- Document section -
# My view on Necron units



## Asurestar (May 12, 2011)

My views

I don't claim to be a good player, cause by my track record I'm not. 
So this is going to be an opinion of the units currently available that i have used.

Imotekh, lightning-storm - good, night fighting... not so much. a 1 in 6 ( don't know the actual maths of the odds) of doing d6 S8 AP5 doesn't seem an even trade off for potentially not being able to shoot at anything first turn.

Cryptek - i get that they're made for comboing with some units, transmorgification with c'tans, but with only 1 wound and only one harbinger able to take an invulnerable save, better left in the case

lord - res orb to be taken with every troops choice takes the chance of RP (reanimation protocols) from 1/3 to 1/2 or in my case 1/6 to 1/6 (that was a bad game).

Warriors - potential glancing hits on vehicles, 20 squad max so 40 potential hits, BS4 so say 8 miss, 32 left, glancing on a 6, 5 left, if you're lucky weapon destroyed if not crew stunned. So they are not tank hunters. I find the gauss rule is more of a ruse, yes it can do damage to a vehicle but only if you have nothing else that does it better, like say... scarabs.

Destroyers - jump infantry with 2 shots per turn, don't really fit into a niche, i'd rather take more warriors.

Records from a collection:
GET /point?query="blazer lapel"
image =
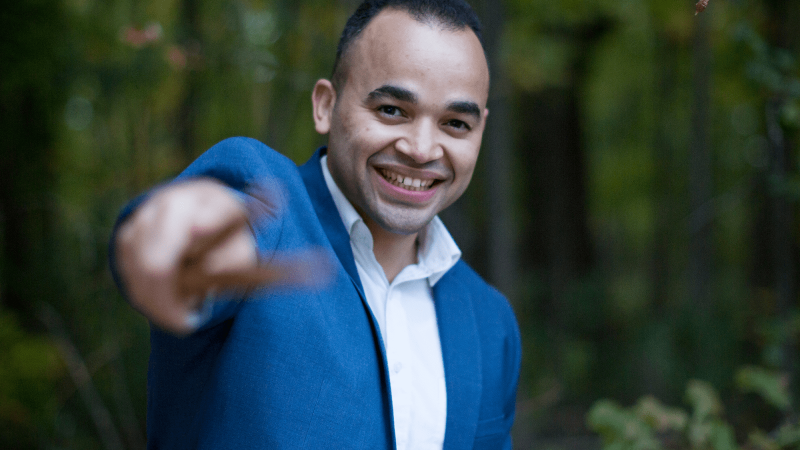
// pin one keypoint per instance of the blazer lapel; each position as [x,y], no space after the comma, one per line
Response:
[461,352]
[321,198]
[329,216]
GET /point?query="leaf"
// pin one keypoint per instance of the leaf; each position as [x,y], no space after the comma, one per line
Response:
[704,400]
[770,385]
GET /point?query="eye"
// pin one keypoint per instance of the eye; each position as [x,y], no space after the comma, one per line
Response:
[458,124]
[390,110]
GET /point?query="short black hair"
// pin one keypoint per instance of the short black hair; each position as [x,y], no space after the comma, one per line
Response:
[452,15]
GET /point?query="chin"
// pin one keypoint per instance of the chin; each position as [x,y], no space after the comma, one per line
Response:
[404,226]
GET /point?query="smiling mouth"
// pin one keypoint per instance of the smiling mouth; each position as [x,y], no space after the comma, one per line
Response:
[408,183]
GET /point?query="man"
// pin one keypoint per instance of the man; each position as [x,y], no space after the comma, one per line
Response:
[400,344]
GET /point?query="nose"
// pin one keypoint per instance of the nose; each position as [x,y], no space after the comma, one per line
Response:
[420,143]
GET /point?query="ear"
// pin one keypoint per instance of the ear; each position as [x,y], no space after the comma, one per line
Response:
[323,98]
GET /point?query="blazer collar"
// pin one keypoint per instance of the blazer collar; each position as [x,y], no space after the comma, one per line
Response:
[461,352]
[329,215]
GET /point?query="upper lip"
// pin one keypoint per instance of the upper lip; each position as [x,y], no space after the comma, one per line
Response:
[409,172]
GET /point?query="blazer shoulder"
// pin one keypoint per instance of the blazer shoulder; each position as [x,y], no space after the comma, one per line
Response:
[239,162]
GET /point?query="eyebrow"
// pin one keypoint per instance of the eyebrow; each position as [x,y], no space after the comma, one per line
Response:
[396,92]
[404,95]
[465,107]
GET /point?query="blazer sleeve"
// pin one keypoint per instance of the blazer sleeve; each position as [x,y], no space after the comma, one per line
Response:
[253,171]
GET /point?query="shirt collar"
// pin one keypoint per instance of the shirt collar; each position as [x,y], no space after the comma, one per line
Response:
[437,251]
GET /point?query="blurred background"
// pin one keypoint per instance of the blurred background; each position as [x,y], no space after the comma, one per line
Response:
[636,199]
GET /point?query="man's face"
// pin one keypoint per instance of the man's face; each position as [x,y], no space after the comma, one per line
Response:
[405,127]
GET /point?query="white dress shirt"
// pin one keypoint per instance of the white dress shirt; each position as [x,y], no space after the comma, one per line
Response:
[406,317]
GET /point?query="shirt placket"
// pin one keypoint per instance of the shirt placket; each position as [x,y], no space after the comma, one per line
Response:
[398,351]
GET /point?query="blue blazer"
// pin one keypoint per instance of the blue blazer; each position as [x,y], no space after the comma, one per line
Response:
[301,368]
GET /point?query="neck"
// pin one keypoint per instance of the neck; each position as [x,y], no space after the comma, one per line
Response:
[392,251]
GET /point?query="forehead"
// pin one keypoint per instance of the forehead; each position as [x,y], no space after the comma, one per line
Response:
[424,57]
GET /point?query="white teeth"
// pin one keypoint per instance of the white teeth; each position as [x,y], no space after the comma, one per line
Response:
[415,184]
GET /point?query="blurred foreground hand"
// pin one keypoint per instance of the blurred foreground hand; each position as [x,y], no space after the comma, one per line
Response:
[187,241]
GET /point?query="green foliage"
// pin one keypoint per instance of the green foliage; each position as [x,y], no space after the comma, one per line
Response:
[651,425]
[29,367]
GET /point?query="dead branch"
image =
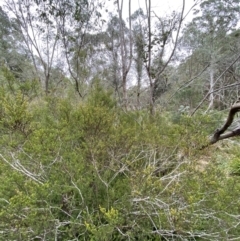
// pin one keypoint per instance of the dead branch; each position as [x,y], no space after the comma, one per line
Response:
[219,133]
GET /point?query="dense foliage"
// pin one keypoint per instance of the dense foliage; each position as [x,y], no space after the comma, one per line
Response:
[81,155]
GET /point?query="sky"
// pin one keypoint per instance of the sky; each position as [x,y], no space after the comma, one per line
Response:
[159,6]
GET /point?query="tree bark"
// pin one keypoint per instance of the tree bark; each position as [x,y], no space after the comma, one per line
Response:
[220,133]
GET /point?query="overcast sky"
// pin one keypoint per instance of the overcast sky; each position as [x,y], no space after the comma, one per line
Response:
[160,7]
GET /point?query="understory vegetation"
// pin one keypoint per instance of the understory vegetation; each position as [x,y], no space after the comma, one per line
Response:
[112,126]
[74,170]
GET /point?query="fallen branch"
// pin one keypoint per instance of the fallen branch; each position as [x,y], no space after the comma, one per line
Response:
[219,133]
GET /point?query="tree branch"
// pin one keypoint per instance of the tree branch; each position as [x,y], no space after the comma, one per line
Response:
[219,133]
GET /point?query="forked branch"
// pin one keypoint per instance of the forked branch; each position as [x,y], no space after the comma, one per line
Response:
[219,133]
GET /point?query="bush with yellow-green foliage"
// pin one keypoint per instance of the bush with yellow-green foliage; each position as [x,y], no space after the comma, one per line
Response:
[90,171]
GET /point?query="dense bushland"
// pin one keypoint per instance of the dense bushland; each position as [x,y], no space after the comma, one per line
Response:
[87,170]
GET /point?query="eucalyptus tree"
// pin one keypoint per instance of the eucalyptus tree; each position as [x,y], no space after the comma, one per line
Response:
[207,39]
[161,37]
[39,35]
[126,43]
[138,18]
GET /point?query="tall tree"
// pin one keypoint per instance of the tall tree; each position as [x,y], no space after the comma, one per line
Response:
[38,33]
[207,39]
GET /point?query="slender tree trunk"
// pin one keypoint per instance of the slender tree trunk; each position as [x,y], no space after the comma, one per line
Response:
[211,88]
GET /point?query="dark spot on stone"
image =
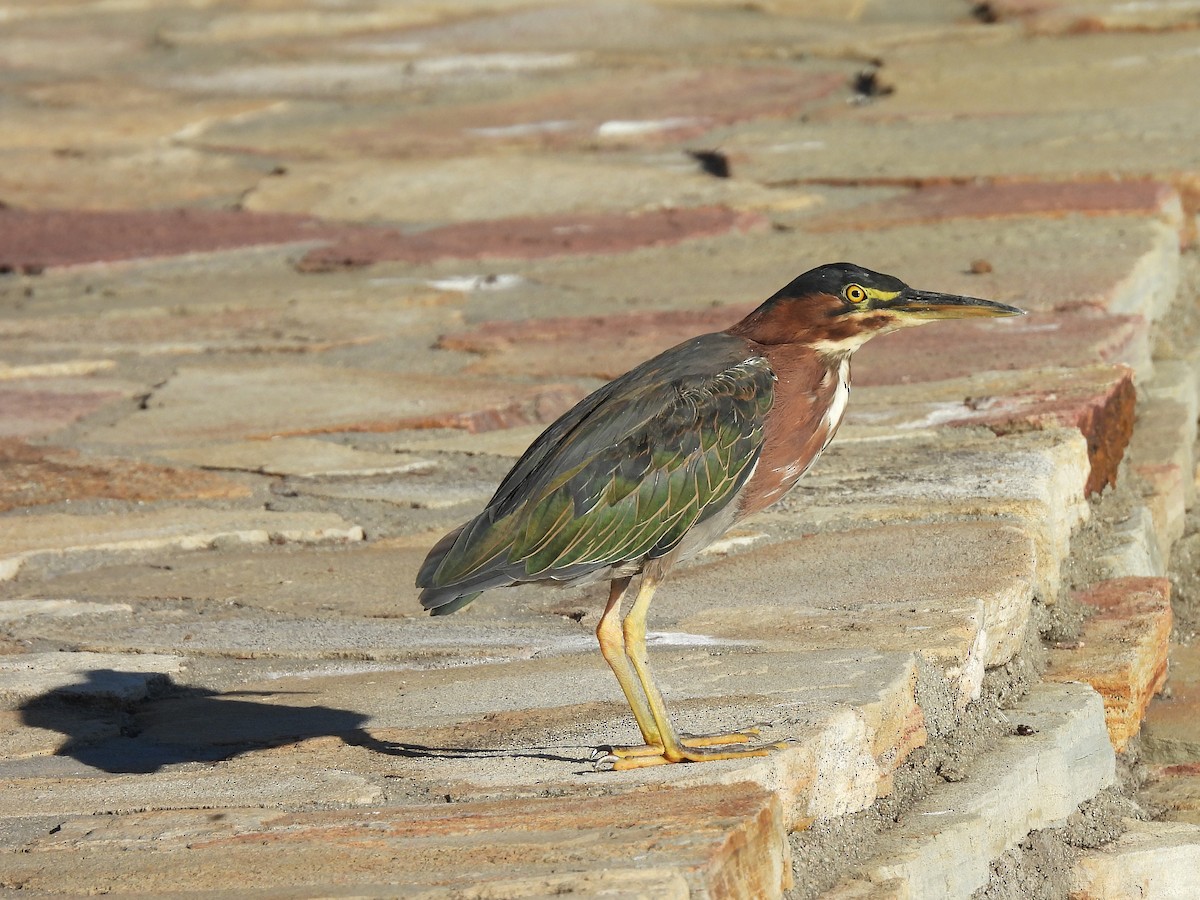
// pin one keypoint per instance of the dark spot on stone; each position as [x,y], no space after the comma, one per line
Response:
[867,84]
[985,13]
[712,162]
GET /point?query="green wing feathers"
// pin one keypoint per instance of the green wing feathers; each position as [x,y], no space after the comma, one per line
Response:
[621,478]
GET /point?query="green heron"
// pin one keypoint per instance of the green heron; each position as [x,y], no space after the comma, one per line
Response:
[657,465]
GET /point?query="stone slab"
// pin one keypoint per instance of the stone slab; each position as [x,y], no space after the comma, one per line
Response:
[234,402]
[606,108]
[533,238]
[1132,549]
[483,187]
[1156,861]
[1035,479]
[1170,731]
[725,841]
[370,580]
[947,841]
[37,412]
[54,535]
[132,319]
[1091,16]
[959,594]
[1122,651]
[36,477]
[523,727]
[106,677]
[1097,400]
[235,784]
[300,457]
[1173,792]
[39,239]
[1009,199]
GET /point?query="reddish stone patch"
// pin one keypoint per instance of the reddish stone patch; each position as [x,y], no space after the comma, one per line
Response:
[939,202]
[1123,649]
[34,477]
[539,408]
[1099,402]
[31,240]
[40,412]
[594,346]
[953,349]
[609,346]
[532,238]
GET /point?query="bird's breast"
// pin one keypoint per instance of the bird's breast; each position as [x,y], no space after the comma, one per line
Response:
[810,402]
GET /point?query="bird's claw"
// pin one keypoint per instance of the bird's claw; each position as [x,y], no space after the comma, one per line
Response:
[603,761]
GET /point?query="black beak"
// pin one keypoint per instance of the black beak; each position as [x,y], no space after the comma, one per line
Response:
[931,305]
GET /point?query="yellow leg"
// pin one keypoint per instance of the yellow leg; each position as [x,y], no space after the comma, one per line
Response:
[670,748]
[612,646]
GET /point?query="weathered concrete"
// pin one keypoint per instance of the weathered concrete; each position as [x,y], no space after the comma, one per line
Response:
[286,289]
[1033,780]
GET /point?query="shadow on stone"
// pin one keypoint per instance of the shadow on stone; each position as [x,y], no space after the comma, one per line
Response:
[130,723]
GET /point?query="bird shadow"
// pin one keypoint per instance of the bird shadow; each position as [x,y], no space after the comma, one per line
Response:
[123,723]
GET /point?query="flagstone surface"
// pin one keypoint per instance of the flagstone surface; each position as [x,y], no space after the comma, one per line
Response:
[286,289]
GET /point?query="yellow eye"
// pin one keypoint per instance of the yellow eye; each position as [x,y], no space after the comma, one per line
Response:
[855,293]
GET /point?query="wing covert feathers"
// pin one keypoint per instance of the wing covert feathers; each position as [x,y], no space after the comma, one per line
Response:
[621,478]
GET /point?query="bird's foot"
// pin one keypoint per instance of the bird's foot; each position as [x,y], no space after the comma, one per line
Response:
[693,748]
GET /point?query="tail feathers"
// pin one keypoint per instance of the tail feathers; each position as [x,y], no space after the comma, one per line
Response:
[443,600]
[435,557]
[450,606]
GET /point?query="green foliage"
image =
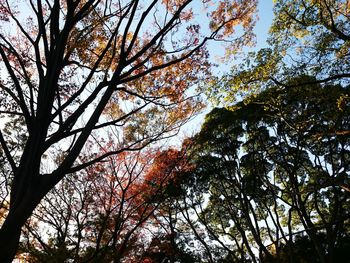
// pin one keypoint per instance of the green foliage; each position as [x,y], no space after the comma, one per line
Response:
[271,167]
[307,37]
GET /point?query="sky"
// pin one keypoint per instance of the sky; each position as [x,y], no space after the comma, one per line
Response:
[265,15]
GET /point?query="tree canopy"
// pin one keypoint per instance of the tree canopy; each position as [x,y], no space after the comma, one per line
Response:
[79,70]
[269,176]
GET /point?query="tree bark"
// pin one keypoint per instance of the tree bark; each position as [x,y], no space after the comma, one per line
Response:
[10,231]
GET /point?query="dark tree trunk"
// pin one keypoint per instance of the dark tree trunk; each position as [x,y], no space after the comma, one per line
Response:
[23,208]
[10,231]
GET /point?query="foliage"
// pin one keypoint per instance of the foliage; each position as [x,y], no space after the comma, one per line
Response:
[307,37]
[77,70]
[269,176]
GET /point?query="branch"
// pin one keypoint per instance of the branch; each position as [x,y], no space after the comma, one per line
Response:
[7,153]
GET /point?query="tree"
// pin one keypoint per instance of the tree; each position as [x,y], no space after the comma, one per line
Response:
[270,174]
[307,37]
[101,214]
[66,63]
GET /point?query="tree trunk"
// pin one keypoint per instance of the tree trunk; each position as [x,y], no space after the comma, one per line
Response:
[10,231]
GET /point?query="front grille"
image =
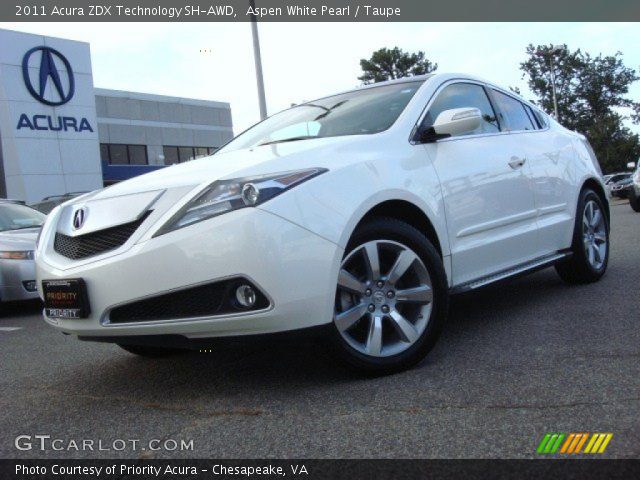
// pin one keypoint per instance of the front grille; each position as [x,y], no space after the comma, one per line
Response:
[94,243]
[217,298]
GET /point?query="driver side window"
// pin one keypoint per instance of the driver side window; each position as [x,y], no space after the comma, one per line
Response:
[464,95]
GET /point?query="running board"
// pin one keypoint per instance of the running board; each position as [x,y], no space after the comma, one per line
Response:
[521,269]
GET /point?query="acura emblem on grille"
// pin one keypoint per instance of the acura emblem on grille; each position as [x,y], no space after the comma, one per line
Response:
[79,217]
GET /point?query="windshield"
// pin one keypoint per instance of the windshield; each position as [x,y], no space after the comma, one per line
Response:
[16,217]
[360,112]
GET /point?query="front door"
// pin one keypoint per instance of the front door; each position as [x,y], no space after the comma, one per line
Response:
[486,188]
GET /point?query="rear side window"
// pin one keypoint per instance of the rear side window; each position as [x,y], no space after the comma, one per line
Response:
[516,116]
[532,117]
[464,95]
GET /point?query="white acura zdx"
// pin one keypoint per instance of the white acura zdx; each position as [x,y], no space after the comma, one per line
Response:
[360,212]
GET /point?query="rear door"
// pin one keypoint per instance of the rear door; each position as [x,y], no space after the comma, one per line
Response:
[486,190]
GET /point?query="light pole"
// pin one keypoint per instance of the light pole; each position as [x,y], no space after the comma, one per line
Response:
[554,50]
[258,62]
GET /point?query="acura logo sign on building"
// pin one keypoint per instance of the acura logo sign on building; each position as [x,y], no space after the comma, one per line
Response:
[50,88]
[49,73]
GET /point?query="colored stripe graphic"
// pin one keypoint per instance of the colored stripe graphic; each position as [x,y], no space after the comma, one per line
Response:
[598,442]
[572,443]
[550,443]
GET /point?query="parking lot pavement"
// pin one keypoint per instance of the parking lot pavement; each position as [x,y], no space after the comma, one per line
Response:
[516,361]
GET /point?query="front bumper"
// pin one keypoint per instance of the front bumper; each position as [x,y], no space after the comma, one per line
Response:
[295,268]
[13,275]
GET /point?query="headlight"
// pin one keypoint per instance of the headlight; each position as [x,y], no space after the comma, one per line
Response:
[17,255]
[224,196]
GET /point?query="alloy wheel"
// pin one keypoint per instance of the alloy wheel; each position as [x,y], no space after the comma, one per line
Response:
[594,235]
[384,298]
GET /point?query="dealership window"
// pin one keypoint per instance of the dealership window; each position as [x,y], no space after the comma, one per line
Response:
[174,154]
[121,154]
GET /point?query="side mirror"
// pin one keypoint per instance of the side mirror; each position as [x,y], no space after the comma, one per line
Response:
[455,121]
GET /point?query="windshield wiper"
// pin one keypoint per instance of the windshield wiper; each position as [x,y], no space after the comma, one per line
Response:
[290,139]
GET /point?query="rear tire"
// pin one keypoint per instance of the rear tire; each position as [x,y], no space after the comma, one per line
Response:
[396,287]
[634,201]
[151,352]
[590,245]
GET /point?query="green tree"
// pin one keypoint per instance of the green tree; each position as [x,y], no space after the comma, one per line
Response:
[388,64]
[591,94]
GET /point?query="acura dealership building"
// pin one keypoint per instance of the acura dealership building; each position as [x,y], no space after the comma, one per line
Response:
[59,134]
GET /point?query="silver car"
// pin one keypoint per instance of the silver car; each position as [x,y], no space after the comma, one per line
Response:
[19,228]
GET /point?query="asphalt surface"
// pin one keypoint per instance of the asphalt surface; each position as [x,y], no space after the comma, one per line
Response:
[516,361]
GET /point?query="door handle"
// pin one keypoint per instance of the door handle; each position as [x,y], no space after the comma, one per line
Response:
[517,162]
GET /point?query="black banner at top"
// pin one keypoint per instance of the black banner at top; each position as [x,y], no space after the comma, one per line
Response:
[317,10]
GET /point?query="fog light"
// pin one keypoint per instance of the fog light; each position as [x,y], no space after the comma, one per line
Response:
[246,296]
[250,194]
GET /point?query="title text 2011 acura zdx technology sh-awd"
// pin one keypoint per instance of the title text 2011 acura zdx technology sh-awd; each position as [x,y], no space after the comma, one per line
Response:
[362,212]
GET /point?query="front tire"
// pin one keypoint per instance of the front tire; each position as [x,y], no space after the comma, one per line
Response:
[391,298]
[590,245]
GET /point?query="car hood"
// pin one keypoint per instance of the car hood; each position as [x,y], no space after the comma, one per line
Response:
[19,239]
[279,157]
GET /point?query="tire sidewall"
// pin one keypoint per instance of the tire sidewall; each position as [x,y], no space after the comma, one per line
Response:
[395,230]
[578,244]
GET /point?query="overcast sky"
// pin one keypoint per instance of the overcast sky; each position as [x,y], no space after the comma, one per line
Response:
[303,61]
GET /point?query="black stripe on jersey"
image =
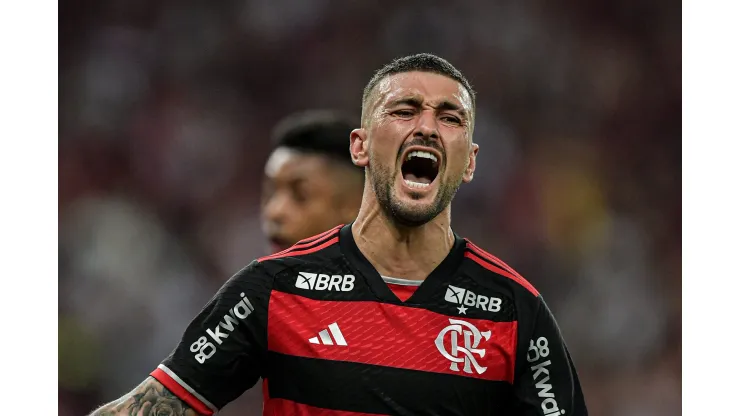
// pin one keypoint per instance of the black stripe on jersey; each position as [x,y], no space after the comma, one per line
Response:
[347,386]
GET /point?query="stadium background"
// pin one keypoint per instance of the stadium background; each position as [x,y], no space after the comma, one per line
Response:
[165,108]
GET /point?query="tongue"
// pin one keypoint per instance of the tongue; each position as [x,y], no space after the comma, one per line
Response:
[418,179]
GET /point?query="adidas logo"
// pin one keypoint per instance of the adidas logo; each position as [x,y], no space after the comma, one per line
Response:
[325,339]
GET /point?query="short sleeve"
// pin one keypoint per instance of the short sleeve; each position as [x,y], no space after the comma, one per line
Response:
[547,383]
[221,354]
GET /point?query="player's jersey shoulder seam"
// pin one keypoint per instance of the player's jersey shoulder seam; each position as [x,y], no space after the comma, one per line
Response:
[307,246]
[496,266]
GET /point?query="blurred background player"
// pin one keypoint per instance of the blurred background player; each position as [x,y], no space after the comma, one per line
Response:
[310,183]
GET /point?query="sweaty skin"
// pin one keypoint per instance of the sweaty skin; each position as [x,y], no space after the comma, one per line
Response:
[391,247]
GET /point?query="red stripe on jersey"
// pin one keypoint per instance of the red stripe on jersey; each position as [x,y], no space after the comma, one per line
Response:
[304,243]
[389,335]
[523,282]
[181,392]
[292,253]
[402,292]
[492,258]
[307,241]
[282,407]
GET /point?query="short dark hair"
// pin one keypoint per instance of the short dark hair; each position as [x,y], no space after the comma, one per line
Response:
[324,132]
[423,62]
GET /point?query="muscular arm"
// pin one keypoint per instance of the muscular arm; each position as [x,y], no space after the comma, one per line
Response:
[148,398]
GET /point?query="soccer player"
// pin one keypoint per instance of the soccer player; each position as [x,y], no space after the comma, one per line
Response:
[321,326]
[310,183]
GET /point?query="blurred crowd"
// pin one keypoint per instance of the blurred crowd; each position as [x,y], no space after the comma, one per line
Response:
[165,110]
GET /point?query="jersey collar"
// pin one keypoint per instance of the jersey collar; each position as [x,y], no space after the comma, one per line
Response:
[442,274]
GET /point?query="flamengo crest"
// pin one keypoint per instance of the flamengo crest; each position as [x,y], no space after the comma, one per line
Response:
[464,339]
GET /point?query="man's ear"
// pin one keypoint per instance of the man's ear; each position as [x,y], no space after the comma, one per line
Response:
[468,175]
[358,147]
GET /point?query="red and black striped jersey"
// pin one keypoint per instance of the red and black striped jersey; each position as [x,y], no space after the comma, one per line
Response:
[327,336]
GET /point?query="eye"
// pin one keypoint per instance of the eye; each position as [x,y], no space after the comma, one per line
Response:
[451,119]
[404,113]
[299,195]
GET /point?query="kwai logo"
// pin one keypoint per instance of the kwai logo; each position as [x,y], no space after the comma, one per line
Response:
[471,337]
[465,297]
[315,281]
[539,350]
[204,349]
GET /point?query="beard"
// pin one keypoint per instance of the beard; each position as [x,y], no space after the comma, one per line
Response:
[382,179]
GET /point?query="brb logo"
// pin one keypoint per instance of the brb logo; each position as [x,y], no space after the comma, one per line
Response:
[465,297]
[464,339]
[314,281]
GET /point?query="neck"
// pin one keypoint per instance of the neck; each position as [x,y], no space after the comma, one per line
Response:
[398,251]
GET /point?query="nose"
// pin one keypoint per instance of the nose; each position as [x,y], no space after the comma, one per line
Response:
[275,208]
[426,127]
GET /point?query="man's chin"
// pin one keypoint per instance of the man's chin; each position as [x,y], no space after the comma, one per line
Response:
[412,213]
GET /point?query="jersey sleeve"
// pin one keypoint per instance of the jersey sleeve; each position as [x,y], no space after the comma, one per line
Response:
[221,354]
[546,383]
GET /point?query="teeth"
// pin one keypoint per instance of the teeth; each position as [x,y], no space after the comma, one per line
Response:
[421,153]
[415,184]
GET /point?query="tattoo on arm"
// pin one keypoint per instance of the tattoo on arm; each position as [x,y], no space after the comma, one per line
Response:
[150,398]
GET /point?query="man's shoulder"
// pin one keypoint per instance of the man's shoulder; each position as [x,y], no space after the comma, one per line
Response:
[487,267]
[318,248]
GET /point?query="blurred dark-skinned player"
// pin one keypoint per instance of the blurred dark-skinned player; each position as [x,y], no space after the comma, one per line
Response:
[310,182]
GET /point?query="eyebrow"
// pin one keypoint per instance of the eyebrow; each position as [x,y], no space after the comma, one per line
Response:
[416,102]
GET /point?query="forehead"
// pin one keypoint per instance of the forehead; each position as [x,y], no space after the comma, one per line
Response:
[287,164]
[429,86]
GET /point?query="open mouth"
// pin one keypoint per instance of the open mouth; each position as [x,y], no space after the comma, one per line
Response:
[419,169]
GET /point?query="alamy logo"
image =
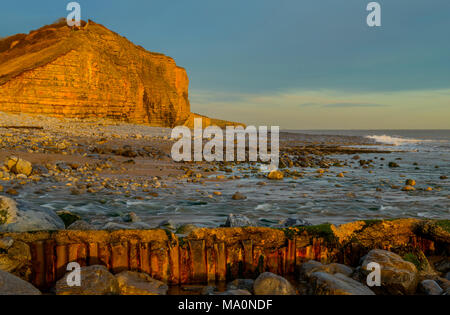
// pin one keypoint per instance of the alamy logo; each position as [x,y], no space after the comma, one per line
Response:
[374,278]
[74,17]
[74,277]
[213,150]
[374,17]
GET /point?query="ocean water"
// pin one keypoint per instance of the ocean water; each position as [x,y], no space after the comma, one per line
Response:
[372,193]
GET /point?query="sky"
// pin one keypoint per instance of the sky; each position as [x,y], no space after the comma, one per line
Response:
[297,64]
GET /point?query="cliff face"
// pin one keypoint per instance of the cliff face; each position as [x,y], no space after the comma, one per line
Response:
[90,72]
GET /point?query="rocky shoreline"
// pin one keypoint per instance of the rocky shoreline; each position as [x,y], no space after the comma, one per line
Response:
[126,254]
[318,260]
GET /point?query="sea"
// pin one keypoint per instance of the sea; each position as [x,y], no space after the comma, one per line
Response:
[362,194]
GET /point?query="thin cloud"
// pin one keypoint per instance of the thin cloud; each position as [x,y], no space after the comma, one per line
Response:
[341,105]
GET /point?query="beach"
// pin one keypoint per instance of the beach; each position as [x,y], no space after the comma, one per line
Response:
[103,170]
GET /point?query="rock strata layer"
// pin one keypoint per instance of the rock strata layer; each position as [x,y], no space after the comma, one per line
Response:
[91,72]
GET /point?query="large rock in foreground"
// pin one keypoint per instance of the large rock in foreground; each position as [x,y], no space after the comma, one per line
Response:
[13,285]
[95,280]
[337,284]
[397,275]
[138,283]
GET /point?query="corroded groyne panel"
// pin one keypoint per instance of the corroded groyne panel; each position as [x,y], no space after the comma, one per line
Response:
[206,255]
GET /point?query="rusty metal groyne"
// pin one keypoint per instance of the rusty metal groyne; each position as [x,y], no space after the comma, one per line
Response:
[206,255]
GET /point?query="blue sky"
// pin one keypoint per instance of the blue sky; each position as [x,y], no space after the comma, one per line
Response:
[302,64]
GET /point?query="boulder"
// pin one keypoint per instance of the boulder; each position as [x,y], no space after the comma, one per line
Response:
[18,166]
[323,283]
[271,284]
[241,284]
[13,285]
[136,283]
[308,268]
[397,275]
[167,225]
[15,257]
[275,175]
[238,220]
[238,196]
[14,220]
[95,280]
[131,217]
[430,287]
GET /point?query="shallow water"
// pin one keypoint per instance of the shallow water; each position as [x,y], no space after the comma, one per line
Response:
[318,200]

- Set tasks -
A – Please reproduce the forum post on Necron units word for word, starting at "So this is going" and ending at "anything first turn.".
B – In the forum post on Necron units, what is the maximum squad size given for Warriors?
C – Translate this sentence from the forum post on Necron units into Spanish: "So this is going to be an opinion of the units currently available that i have used."

- Results -
A –
So this is going to be an opinion of the units currently available that i have used.

Imotekh, lightning-storm - good, night fighting... not so much. a 1 in 6 ( don't know the actual maths of the odds) of doing d6 S8 AP5 doesn't seem an even trade off for potentially not being able to shoot at anything first turn.

B – Twenty.

C – Así que esto va a ser una opinión sobre las unidades disponibles actualmente que he usado.